- [Records for pointing at named objects]

######

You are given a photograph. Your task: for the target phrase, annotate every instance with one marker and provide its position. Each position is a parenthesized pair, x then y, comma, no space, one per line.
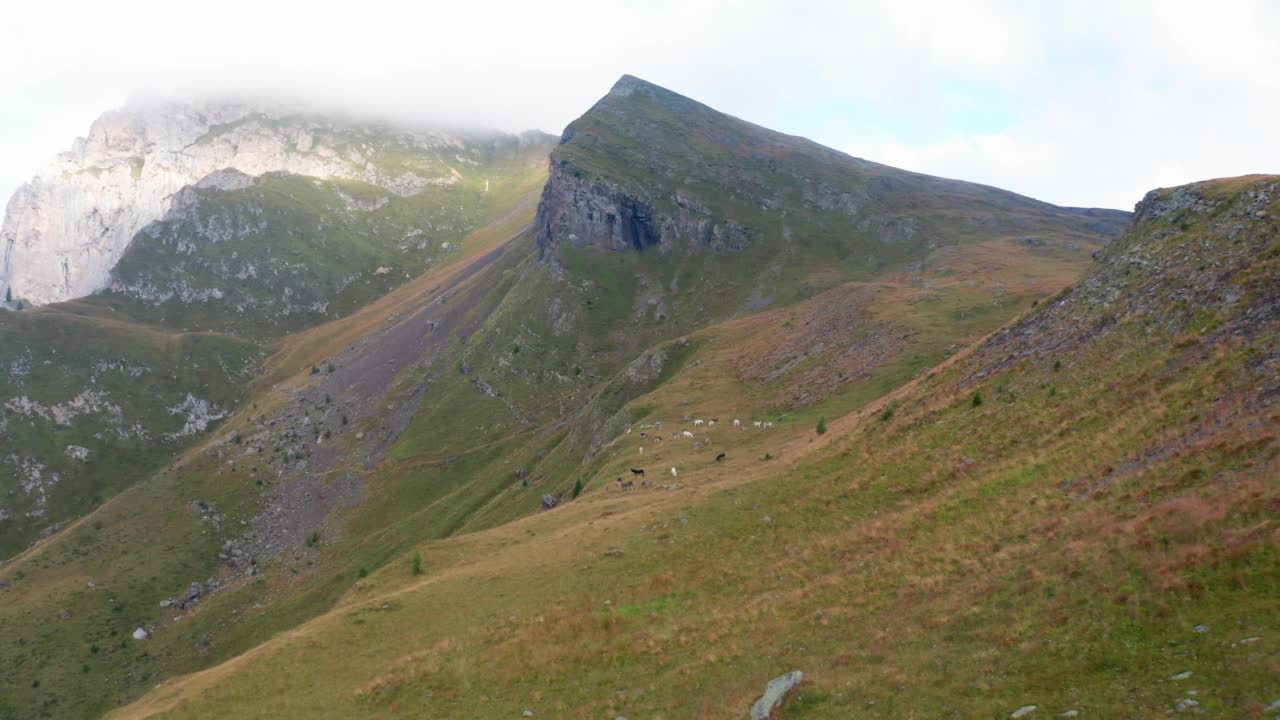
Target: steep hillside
(508,374)
(264,256)
(92,402)
(199,296)
(1078,515)
(65,231)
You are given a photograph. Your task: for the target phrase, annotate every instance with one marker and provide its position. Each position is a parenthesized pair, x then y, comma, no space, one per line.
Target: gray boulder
(775,692)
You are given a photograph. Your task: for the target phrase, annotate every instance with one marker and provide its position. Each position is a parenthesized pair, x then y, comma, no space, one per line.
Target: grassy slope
(292,251)
(414,493)
(58,354)
(1102,522)
(455,465)
(304,244)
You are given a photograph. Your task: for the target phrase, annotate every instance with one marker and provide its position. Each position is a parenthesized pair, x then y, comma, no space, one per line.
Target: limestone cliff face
(65,229)
(599,213)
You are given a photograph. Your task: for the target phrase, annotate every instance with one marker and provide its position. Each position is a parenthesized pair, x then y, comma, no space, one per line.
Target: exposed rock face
(775,692)
(599,213)
(65,229)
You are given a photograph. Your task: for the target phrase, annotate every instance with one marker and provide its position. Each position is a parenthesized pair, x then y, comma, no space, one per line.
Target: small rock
(775,692)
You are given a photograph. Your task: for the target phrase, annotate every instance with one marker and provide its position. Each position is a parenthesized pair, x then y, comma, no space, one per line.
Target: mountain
(99,392)
(1075,515)
(65,231)
(680,264)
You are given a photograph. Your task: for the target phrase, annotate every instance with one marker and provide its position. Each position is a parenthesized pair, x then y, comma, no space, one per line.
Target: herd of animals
(656,438)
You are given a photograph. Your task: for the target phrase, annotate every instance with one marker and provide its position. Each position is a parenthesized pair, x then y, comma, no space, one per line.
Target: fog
(1091,104)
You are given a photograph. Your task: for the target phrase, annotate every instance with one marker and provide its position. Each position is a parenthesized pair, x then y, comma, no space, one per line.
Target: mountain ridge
(503,381)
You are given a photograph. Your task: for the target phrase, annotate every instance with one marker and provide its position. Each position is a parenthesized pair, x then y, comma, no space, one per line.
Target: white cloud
(1087,103)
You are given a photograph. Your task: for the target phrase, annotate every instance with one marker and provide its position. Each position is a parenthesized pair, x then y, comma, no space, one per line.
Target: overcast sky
(1082,103)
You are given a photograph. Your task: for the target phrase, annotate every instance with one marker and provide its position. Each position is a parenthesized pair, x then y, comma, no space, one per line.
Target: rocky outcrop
(65,229)
(775,692)
(595,212)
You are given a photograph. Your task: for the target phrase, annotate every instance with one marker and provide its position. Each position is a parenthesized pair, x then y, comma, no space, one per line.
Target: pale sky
(1083,103)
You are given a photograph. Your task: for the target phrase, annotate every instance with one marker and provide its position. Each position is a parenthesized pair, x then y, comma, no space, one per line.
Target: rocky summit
(670,417)
(65,229)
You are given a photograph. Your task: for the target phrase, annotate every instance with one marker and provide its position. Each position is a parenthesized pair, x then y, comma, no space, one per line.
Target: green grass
(945,560)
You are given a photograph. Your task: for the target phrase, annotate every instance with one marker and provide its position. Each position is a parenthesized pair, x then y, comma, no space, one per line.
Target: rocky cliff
(648,168)
(67,228)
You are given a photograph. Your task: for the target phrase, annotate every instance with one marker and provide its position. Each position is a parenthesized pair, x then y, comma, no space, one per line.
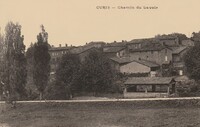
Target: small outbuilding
(141,87)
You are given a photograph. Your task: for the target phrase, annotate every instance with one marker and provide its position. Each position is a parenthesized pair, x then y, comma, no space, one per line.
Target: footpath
(107,100)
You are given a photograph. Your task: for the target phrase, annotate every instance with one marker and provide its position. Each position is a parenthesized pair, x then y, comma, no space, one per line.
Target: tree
(41,62)
(192,62)
(15,72)
(196,37)
(2,63)
(31,88)
(67,70)
(95,74)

######

- [WHAT YOU NEED TO DO]
Collect every line above that contains the word "face" and copy each such line in full.

- [SOLUTION]
Target: limestone cliff face
Target: exposed rock face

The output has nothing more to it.